* [PASSAGE EXTRAIT]:
- - - - - - -
Perceptions et régulation de la violence dans la sociétépar Éric Bouzou, mars 2010
Le Parlement français s'est une nouvelle fois emparé de la
question des violences faites aux femmes, avec l'intention de
légiférer sur un délit de « violence
psychologique » (NouvelObs).
Les statistiques gouvernementales disponibles sont alarmantes : « En
France, tous les trois jours, une femme meurt sous les coups de son
mari ou de son compagnon » (source).
D’où vient la violence ?
La peur de l’autre, la peur de perdre un être aimé, la peur
d’être dominé, la peur de perdre sa domination sur quelqu’un ou un
groupe, la peur de ne pas être reconnu, la peur de ne pas avoir de
travail, la peur de manquer, la peur de perdre sa liberté, la peur de
ne pas savoir quoi faire de sa liberté, la peur de la violence
d’autrui, la peur de mourir etc., à l’infini, sont des causes de la
violence. Il peut sembler vain de remplacer une réflexion aussi vaste
que celle sur la violence par une réflexion non moins vaste sur la
peur. Pourtant, ce pas semble utile pour déplacer le projecteur des
manifestations de la violence et de leur contexte vers les ressorts
de l'individu qui la commet.
De fait, la violence appartient à l'homme (au sens générique du
terme) et non aux réalisations humaines
lorsque celles-ci sont sincèrement fondées sur des valeurs humanistes. Il est par exemple
coutumier, dans le discours laïc, d’associer religion/spiritualité et
violence. Ce ne sont pas les religions (sauf cas d’école où des
dogmes feraient explicitement l’apologie de la violence) qui sont
cause de violence, mais des hommes violents qui s’investissent dans
une religion. De la même manière toute entreprise humaine peut
basculer dans la violence lorsque des hommes violents s’en emparent
(politique, science, sport, famille etc.). Pourtant personne
n’imaginerait condamner la vie de famille, comme certains pourraient
condamner les religions, alors même qu’un grand nombre de violences
se commettent en son sein.
Dans cette perspective, l’analyse des différentes formes de
violences d’ordre psychologique ou physique aurait moins d’importance
puisqu’elles trouveraient leur source dans un sentiment commun, la
peur, qu’il conviendrait plutôt de circonscrire (même la violence
qu’on peut estimer « légitime » répond à ce sentiment). Certains
psychiatres, comme Marie-France Hirigoyen, lient d’ailleurs entre
elles violence psychologique et physique : « Il
faut souligner qu’il n’y a jamais violence physique s’il n’y a pas eu
auparavant violence psychologique. Un homme qui frappe sa femme n’a
pas pour objectif qu’elle ait un œil au beurre noir ; il veut la
soumettre et qu’elle soit docile » (source)).
- - - - - - -
* [DONNÉES PRÉSENTÉES]:

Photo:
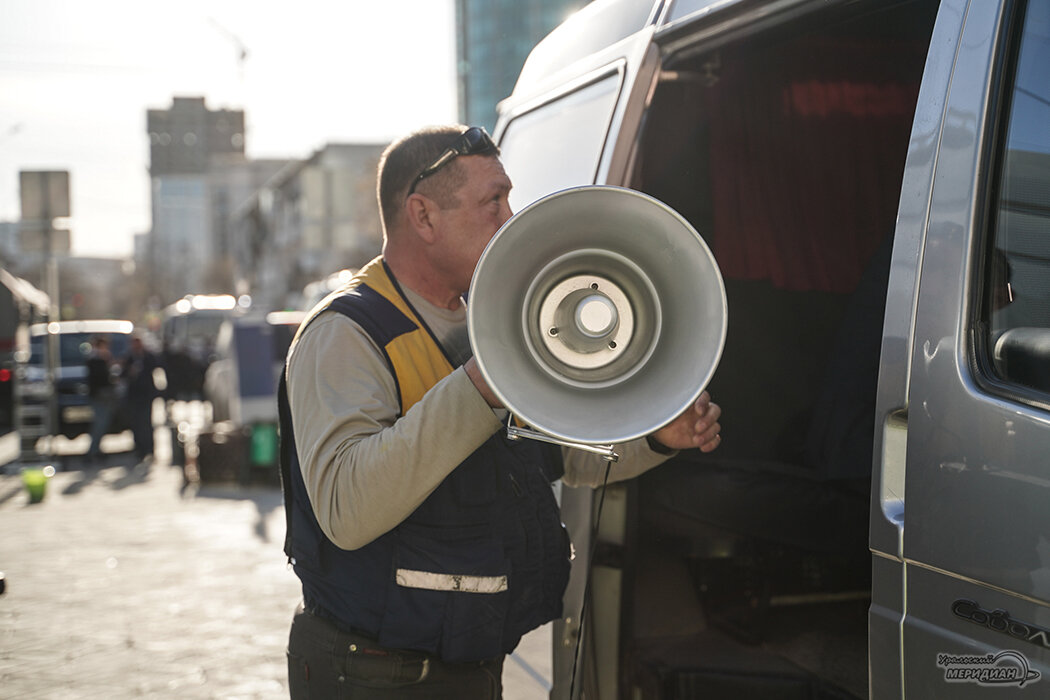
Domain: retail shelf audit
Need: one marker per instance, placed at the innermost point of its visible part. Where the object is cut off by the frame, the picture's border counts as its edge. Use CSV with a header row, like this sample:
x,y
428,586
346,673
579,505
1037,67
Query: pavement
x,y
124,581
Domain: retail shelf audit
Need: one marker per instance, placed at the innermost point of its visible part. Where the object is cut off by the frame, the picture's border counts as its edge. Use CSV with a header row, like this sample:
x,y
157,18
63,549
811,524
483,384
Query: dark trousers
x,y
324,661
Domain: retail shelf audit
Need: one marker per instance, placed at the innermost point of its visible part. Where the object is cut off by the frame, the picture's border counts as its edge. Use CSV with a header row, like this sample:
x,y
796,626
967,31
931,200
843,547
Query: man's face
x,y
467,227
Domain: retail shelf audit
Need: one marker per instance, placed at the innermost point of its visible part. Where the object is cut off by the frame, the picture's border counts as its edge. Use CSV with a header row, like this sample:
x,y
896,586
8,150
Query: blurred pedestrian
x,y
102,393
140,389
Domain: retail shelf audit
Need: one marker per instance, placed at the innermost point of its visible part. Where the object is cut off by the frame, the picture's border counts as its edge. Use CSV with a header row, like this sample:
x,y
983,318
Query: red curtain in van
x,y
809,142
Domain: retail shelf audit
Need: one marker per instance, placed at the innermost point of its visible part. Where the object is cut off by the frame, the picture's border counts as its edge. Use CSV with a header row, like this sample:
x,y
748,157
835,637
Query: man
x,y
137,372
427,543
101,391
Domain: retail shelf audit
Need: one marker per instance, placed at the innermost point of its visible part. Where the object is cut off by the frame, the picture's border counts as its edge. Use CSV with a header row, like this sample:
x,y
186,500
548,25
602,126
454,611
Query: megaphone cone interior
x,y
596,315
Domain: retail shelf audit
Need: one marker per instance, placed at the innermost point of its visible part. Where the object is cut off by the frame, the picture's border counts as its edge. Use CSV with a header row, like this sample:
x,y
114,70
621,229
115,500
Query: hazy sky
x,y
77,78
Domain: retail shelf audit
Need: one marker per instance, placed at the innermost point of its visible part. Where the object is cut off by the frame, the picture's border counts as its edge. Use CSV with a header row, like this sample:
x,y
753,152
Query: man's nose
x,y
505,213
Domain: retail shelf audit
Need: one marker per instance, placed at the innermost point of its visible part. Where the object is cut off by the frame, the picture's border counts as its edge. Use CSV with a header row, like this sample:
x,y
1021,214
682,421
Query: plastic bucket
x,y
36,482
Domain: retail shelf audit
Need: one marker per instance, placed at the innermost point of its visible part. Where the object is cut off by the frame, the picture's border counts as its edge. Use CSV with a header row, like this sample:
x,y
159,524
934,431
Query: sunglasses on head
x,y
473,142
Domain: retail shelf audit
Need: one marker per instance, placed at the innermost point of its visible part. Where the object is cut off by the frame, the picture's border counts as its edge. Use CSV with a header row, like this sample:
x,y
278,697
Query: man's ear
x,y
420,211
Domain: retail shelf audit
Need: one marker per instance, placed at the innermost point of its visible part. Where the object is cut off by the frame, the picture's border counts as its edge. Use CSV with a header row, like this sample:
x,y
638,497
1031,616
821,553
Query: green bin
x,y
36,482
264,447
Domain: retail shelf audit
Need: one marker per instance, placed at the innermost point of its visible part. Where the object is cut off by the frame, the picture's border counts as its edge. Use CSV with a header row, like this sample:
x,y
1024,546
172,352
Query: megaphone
- - - - - - -
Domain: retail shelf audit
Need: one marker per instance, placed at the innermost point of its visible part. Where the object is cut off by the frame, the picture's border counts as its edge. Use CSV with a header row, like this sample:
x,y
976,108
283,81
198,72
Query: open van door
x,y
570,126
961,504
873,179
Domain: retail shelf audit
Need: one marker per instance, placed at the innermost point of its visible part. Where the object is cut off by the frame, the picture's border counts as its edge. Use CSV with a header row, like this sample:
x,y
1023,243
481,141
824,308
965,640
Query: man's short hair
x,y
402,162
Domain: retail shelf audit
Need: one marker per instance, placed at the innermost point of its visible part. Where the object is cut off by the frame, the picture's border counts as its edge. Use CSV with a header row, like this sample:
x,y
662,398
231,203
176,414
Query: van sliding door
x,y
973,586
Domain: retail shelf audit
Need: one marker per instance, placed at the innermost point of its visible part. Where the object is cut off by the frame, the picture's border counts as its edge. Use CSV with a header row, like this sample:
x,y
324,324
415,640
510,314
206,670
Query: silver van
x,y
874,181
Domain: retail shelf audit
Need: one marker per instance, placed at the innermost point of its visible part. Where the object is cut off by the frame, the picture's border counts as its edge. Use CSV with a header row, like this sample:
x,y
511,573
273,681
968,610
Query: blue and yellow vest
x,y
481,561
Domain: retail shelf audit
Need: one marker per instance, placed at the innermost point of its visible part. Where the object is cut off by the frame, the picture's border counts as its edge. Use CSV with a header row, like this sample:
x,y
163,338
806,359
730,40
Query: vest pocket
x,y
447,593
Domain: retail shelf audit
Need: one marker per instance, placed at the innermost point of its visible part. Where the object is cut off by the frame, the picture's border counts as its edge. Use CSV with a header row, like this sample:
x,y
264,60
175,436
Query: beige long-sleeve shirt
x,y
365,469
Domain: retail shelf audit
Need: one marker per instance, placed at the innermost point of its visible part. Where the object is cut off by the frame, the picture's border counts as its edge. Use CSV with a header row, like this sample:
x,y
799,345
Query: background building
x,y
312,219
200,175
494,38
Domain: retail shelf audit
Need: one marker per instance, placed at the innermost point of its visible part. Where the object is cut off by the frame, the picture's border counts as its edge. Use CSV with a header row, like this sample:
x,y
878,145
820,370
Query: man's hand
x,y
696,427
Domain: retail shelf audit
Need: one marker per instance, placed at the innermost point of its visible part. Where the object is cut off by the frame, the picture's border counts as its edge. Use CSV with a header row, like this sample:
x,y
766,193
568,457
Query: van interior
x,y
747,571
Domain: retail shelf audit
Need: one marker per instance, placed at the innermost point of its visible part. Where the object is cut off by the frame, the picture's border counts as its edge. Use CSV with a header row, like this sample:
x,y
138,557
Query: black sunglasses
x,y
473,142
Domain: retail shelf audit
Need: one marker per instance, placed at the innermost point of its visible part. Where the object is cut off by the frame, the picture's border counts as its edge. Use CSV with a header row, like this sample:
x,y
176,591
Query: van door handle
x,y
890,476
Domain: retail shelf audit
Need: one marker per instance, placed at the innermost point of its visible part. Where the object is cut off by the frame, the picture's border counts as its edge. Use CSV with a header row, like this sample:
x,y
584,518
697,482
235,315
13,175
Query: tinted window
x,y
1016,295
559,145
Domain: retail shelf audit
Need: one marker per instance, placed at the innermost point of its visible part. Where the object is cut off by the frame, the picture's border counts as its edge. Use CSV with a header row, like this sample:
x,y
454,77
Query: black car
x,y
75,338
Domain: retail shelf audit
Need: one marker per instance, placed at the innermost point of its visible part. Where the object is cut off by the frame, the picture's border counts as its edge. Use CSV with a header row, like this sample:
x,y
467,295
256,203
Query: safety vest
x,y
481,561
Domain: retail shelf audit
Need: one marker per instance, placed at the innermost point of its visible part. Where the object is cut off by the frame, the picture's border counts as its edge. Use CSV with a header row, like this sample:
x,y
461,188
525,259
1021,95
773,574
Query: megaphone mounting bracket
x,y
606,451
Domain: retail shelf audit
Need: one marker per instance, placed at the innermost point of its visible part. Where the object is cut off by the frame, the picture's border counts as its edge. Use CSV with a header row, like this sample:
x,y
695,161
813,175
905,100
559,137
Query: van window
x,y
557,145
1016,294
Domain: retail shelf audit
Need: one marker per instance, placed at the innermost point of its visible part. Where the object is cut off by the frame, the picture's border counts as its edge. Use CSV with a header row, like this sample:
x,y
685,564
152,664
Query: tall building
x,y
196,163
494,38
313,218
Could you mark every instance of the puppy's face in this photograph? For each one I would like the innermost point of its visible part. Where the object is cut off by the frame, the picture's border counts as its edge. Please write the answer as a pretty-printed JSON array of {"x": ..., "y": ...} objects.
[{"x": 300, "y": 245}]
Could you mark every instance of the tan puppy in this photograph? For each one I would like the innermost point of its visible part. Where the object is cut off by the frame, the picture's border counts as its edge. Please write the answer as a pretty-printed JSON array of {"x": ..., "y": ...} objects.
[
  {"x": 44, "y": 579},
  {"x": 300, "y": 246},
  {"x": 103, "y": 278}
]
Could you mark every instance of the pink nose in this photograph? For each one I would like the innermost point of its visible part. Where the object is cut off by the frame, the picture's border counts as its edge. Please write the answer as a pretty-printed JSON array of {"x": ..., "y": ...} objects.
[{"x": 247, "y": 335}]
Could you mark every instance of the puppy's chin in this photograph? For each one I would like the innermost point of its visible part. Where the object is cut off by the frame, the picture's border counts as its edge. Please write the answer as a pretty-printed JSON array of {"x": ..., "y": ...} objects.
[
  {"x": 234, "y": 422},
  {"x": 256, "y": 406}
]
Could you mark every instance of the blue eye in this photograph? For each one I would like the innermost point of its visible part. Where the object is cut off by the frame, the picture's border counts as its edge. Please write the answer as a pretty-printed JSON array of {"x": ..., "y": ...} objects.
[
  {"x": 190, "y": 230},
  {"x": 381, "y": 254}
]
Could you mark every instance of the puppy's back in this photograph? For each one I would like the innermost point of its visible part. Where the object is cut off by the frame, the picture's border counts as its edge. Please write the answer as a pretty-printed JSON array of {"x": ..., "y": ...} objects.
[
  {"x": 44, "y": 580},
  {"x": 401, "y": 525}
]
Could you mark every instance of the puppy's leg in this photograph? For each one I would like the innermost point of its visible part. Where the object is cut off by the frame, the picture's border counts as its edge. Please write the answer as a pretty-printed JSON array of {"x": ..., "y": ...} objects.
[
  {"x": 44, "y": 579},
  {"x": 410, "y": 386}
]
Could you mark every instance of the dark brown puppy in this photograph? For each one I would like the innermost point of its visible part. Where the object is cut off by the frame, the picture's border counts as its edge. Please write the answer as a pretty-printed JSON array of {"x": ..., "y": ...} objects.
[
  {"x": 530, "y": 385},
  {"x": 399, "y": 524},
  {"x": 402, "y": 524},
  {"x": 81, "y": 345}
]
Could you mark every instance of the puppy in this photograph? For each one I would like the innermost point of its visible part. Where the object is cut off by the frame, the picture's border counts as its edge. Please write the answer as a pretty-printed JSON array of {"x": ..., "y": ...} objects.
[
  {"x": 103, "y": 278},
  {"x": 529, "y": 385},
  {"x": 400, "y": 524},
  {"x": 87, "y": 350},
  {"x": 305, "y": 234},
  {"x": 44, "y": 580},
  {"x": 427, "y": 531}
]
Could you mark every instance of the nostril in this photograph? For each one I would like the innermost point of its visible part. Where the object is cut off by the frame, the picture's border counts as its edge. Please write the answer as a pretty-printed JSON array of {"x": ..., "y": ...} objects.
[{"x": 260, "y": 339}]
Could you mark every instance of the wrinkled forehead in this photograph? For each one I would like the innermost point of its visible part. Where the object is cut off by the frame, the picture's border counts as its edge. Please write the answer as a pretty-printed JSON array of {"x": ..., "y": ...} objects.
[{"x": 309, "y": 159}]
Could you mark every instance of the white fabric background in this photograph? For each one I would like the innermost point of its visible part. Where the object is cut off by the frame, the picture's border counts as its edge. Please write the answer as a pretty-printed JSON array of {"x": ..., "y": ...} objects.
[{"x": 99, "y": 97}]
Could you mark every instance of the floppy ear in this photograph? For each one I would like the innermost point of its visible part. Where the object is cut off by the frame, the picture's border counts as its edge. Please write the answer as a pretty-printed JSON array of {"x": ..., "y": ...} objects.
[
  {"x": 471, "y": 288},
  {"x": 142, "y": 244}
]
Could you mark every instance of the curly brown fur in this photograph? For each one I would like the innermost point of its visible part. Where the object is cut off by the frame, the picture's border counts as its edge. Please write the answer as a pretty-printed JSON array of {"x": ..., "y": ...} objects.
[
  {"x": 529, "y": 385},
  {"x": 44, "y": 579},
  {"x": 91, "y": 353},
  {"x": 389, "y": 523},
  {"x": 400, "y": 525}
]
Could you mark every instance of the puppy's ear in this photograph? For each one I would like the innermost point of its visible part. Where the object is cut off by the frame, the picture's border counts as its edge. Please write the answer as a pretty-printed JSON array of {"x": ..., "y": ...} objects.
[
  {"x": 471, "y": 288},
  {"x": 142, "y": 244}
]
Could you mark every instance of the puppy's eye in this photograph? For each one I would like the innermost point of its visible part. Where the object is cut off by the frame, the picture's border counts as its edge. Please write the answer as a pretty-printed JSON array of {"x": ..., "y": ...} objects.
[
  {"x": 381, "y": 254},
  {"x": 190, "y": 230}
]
- - - - - - -
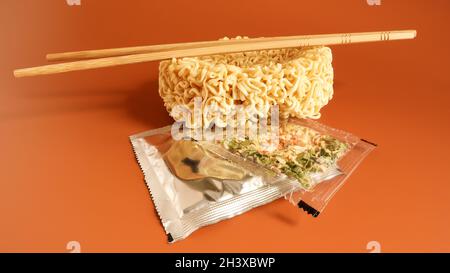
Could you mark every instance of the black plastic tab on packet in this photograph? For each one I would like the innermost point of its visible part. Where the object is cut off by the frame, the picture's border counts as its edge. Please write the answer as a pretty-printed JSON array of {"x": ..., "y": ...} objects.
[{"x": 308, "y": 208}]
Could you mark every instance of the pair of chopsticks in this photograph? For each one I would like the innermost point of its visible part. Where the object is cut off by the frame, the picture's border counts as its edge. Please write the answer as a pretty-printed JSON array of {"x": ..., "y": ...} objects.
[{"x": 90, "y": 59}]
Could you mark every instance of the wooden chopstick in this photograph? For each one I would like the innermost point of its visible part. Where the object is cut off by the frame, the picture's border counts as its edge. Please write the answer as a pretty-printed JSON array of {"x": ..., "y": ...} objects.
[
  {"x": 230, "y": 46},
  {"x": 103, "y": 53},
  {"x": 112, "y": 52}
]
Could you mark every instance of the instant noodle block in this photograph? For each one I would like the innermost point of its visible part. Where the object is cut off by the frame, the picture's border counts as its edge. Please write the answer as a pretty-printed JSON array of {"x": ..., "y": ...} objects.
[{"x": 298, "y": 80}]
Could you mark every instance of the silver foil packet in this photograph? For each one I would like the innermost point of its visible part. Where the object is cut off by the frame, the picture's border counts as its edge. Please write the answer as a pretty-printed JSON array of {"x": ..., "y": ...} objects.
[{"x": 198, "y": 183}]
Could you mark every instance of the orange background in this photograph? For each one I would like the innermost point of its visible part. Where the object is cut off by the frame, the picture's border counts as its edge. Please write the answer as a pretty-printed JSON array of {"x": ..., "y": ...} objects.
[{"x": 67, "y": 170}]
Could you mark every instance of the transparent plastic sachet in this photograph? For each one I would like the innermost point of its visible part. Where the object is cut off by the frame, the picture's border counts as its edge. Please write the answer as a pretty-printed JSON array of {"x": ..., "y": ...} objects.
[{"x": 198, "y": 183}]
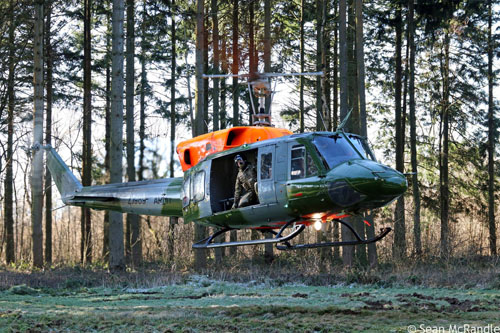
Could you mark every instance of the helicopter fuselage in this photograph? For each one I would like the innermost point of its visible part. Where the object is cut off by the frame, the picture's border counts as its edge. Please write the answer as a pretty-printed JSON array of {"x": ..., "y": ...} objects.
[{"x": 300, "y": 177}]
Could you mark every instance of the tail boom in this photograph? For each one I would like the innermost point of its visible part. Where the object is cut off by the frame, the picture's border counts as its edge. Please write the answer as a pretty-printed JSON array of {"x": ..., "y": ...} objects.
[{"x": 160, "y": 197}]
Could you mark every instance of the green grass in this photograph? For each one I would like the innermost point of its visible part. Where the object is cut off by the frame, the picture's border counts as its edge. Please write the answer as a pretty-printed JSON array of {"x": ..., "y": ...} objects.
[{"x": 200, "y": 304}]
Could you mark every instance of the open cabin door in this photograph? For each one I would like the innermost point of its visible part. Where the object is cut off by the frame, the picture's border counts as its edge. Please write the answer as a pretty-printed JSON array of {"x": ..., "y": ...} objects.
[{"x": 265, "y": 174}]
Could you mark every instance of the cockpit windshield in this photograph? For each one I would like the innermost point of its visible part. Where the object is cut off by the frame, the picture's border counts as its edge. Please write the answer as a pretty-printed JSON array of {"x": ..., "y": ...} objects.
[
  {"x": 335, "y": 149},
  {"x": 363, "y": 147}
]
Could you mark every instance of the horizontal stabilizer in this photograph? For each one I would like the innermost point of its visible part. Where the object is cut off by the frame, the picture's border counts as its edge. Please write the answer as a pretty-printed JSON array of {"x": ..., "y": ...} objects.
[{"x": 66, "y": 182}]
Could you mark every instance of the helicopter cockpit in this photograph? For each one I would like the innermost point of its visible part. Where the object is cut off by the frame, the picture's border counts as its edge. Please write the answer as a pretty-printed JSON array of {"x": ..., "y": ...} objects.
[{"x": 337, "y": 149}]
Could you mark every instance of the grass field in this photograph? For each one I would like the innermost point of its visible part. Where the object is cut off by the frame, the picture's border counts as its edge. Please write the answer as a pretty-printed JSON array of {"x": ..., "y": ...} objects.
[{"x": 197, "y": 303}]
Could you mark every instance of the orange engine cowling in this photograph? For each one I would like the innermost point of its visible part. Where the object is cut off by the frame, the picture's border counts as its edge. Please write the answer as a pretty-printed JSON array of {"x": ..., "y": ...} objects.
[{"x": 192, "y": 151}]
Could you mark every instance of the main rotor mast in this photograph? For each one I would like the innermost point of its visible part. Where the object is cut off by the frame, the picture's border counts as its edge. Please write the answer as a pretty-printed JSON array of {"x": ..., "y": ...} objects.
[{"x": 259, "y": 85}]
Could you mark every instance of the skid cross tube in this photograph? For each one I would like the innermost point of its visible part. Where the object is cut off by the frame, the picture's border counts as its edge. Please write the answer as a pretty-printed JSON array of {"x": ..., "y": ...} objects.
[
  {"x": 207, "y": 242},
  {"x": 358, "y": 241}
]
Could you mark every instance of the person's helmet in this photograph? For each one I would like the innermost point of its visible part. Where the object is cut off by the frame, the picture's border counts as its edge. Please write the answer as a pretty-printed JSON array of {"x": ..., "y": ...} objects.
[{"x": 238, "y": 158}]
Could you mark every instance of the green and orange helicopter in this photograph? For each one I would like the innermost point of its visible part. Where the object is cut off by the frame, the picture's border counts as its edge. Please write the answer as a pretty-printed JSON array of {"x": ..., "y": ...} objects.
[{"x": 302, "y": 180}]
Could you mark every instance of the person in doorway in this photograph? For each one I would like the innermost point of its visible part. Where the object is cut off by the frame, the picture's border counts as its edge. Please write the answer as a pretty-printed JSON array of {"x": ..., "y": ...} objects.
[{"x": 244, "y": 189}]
- - - - - - -
* [À FAIRE]:
1 – Pour chaque affirmation, dites si elle concorde avec le texte sur la violence et justifiez par les mots décisifs cités tels quels. (a) En France, une femme meurt tous les trois jours sous les coups de son mari ou de son compagnon. (b) Les religions sont en elles-mêmes la cause de la violence. (c) Selon Marie-France Hirigoyen, la violence physique peut survenir sans violence psychologique préalable.
2 – Recopiez mot pour mot le passage du texte sur la violence, de « D’où vient la » à « qui la commet. ».
3 – Poursuivez le texte sur la violence au-delà de sa dernière phrase.

* [RÉPONSES PAR TÂCHE]:
1 –
(a) Oui : « En France, tous les trois jours, une femme meurt sous les coups de son mari ou de son compagnon ».
(b) Non : « Ce ne sont pas les religions (sauf cas d’école où des dogmes feraient explicitement l’apologie de la violence) qui sont cause de violence, mais des hommes violents qui s’investissent dans une religion ».
(c) Non : « il n’y a jamais violence physique s’il n’y a pas eu auparavant violence psychologique ».

2 –
D’où vient la violence ?
La peur de l’autre, la peur de perdre un être aimé, la peur
d’être dominé, la peur de perdre sa domination sur quelqu’un ou un
groupe, la peur de ne pas être reconnu, la peur de ne pas avoir de
travail, la peur de manquer, la peur de perdre sa liberté, la peur de
ne pas savoir quoi faire de sa liberté, la peur de la violence
d’autrui, la peur de mourir etc., à l’infini, sont des causes de la
violence. Il peut sembler vain de remplacer une réflexion aussi vaste
que celle sur la violence par une réflexion non moins vaste sur la
peur. Pourtant, ce pas semble utile pour déplacer le projecteur des
manifestations de la violence et de leur contexte vers les ressorts
de l'individu qui la commet.

3 –
Une société démocratique connait deux façons de limiter la
violence : l'exercice du droit et l'éducation. Mais ces deux niveaux
d’intervention ne peuvent avoir d’effet que si les valeurs défendues
par cette société, replacées dans leur contexte d’exercice, sont
source de paix et de cohésion sociale. Si notre devise « Liberté,
Egalité, Fraternité » (à laquelle certains élus locaux souhaitent
rajouter « Laïcité », comme si un mot nouveau pouvait en sauver trois
autres trop ignorés), adossée aux principales déclarations française,
européenne, universelle des Droits de l’Homme et à nos valeurs
constitutionnelles, est source d’inspiration, force est de
constater qu’elle pèse bien peu devant les valeurs « argent »,
« profit » et « concurrence ». Beaucoup de matière grise est
« dépensée » aujourd’hui pour savoir comment sortir de la crise
économique et financière, comme si le problème était de cet ordre. Le
déficit n'est pas en « argent » mais en « humanité ». Si cette prise
de conscience était plus large, les ajustements économiques à
effectuer tomberaient sous le sens. Comment une société s’organisant
autour de la peur des autres (les immigrés, les étrangers, les gens
de couleurs, les banlieues, les « sectes » etc.) dans un contexte de
concurrence généralisée entre les hommes, peut-elle espérer générer
autre chose que de la violence à tous les niveaux, y compris la
violence qu’on se fait à soi-même, de la part de citoyens assaillis
par toutes ces peurs et sans outils pour les vider de leur contenu ?
Il suffit de suivre les séances parlementaires à l’Assemblée
Nationale pour constater que les mêmes personnes votant des lois
répressives pour lutter contre la violence, sont également capables
entre elles d’une violence verbale quasi permanente qui pourrait
facilement basculer dans des débordements physiques. Il serait naïf
de croire que cette violence à ce niveau de représentation des
citoyens, parce qu’elle est contenue (de façon toute relative) tout
en étant revendiquée, est un épiphénomène. Elle est la marque d’une
violence présente dans toutes les strates du corps social.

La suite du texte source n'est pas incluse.